Stored data START

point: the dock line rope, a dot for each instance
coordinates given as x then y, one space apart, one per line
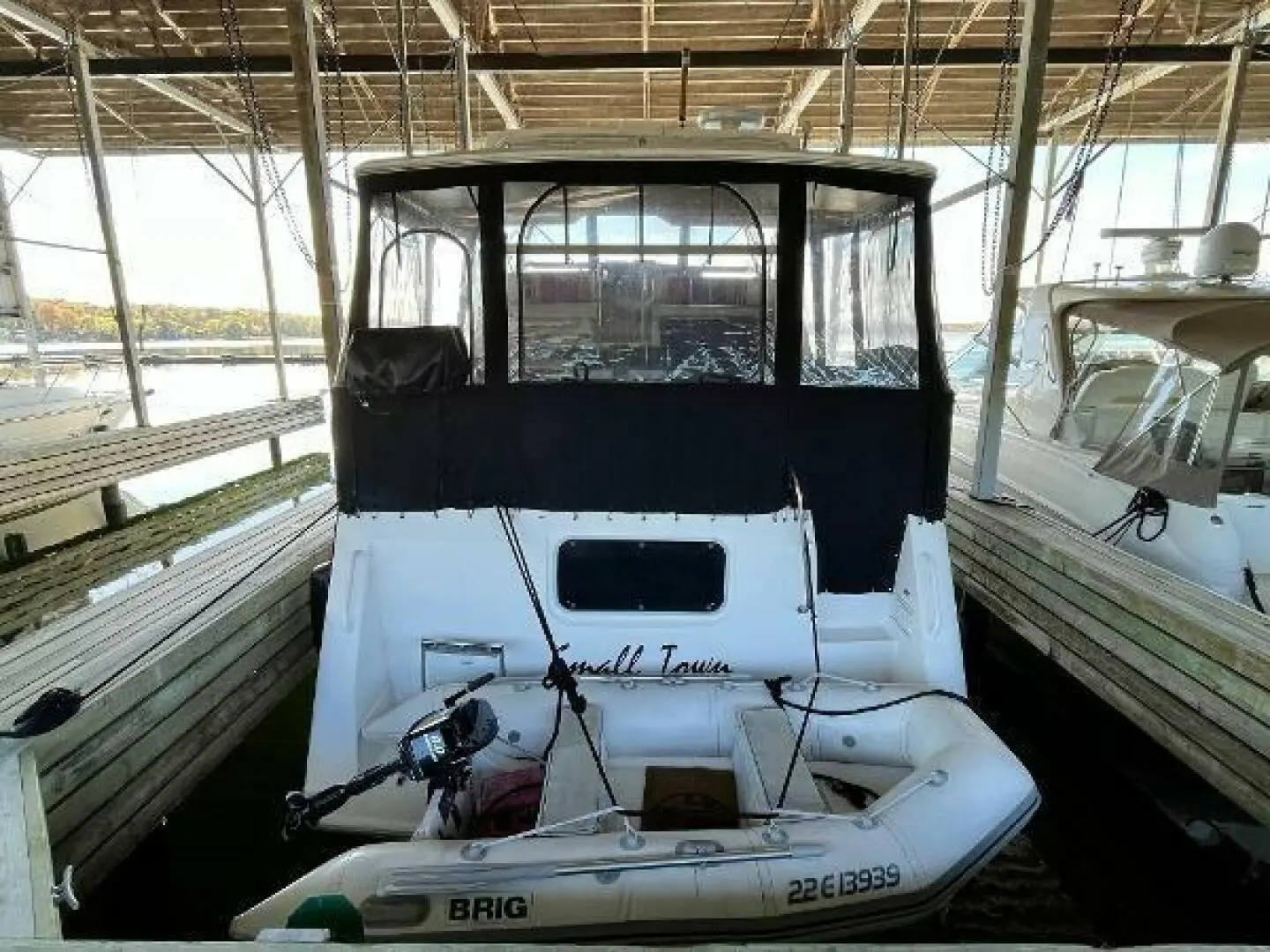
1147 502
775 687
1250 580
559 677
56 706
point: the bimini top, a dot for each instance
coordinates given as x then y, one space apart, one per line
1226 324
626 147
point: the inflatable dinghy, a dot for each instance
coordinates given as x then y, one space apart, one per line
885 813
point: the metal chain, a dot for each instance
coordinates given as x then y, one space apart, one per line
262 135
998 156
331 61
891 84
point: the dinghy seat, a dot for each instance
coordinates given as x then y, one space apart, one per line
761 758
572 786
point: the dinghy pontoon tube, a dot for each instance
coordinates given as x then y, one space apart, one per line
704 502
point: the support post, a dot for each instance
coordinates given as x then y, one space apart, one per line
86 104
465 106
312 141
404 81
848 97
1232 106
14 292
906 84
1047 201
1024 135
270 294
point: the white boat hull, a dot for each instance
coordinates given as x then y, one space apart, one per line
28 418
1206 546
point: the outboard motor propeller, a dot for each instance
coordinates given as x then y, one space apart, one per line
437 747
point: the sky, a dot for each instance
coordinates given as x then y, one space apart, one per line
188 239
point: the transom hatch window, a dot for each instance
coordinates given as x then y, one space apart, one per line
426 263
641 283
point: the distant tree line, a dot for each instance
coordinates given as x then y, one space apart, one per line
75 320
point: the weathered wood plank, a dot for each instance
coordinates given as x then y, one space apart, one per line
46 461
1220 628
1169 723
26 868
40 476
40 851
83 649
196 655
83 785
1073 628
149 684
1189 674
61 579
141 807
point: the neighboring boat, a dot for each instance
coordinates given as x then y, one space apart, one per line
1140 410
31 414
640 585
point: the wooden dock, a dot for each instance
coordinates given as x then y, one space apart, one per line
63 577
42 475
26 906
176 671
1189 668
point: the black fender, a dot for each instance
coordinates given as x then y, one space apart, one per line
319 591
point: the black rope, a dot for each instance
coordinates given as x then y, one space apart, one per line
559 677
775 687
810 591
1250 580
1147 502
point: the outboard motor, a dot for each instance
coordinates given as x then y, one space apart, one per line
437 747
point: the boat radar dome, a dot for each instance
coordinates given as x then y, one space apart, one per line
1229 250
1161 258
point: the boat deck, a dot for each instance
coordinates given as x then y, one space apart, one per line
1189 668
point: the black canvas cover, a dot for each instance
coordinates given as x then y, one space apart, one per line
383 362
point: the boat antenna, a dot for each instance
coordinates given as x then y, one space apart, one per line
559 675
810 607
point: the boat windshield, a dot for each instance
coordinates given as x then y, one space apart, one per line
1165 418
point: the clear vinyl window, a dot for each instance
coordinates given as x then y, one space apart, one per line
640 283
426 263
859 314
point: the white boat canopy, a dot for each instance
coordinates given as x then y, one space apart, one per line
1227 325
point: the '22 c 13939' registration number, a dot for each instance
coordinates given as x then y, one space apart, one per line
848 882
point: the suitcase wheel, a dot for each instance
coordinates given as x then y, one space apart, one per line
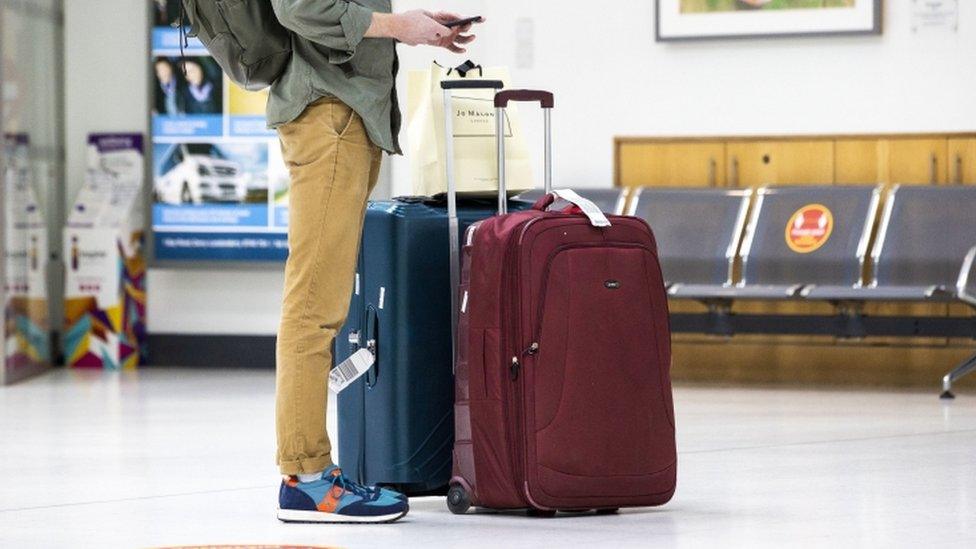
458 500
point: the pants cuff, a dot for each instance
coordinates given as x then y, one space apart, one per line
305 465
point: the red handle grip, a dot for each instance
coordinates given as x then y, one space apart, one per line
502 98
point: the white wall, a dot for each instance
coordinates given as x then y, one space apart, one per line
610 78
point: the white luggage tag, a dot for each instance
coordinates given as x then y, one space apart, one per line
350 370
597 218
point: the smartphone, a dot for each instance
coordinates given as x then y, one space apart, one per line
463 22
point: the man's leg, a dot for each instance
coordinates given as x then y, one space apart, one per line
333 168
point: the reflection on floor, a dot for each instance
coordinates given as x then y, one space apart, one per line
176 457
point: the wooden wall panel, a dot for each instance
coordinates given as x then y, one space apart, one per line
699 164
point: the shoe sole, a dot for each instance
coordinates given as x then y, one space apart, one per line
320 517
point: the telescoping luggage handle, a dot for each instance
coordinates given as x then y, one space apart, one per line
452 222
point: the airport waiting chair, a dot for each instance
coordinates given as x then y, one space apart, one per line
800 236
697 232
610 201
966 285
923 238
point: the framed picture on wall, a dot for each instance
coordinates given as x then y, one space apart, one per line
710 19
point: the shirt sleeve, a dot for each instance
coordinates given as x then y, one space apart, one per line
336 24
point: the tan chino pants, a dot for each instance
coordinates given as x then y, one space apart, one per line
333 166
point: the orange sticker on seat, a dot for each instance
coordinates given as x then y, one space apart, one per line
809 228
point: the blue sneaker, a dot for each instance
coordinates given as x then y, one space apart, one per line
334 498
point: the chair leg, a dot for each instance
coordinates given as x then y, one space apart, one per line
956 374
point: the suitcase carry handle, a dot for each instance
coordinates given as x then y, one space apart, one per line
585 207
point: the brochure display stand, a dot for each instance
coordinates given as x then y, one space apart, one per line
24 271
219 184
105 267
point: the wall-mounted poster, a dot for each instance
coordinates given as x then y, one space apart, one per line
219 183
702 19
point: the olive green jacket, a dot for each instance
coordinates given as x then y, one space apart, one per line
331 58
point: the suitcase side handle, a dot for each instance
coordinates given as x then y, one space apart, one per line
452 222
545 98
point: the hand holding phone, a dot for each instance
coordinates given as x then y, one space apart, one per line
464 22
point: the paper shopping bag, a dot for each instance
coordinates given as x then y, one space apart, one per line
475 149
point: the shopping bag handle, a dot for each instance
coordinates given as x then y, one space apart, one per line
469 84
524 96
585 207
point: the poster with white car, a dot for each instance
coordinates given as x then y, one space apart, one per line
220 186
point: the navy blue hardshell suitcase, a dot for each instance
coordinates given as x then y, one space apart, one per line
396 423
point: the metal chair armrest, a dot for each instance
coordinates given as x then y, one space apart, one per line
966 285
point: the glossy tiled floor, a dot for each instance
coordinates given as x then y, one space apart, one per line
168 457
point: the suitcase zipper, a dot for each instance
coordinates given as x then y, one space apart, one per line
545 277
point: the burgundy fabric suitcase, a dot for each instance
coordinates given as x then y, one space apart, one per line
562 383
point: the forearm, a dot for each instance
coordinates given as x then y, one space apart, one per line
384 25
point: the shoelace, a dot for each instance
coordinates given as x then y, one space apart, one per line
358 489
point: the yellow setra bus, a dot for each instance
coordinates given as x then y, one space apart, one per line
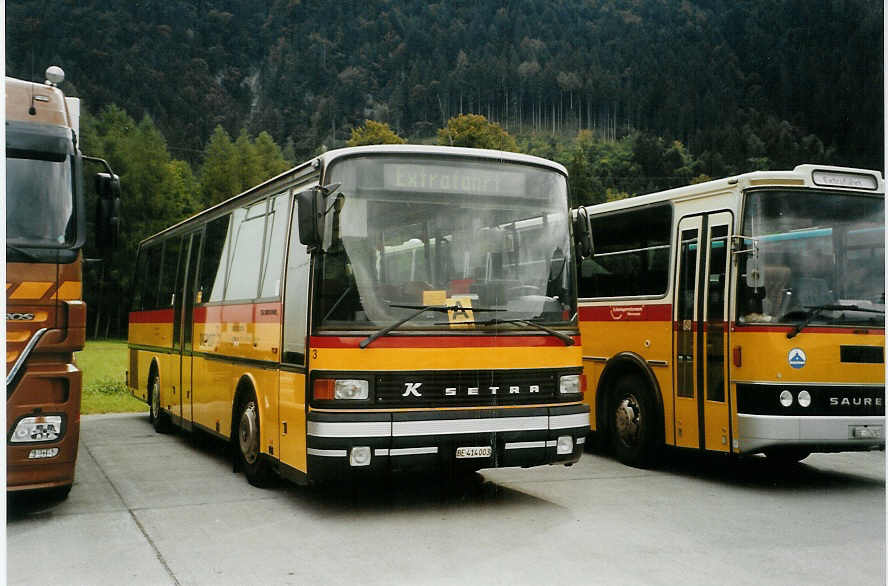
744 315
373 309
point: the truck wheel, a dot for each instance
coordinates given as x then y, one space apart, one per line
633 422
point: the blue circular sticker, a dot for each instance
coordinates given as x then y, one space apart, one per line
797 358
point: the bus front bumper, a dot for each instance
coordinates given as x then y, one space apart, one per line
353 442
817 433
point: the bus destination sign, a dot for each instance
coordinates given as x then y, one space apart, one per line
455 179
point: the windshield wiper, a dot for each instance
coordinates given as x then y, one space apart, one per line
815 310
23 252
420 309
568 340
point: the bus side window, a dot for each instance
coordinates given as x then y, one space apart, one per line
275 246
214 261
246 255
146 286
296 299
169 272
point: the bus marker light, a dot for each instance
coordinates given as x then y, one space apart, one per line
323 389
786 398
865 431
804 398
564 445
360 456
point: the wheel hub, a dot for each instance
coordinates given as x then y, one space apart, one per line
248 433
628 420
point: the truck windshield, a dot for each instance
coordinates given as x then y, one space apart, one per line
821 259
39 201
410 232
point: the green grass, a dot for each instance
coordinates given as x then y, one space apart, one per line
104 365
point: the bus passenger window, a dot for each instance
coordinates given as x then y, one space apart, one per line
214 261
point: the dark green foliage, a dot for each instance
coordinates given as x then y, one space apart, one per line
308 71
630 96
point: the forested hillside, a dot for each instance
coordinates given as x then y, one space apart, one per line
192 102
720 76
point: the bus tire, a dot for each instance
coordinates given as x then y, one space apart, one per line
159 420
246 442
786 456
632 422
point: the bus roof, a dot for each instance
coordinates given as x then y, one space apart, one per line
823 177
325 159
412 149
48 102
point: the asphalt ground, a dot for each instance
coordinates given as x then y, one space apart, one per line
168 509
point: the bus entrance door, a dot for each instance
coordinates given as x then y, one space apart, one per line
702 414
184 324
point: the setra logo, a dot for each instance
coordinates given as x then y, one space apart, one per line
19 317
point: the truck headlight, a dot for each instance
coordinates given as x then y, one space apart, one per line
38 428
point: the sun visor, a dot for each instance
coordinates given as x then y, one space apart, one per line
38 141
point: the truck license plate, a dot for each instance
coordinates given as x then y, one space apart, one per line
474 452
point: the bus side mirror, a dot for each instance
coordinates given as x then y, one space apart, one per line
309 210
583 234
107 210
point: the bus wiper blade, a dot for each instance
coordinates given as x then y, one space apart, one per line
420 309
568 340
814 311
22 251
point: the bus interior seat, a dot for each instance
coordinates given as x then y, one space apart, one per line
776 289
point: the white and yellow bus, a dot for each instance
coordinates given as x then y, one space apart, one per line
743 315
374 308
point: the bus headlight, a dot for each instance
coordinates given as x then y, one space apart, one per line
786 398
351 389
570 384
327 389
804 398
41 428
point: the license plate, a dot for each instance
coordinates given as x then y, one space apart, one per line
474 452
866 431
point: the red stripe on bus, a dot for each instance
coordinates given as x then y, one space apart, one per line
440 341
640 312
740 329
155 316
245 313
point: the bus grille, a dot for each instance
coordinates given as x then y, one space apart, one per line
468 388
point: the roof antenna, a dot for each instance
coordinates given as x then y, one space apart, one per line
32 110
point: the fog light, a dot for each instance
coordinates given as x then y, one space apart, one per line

Stored data END

Filter the entries down to the lines that include the string "metal".

point: the metal chain, a dot for each instance
point: the metal chair armrest, a dot for each instance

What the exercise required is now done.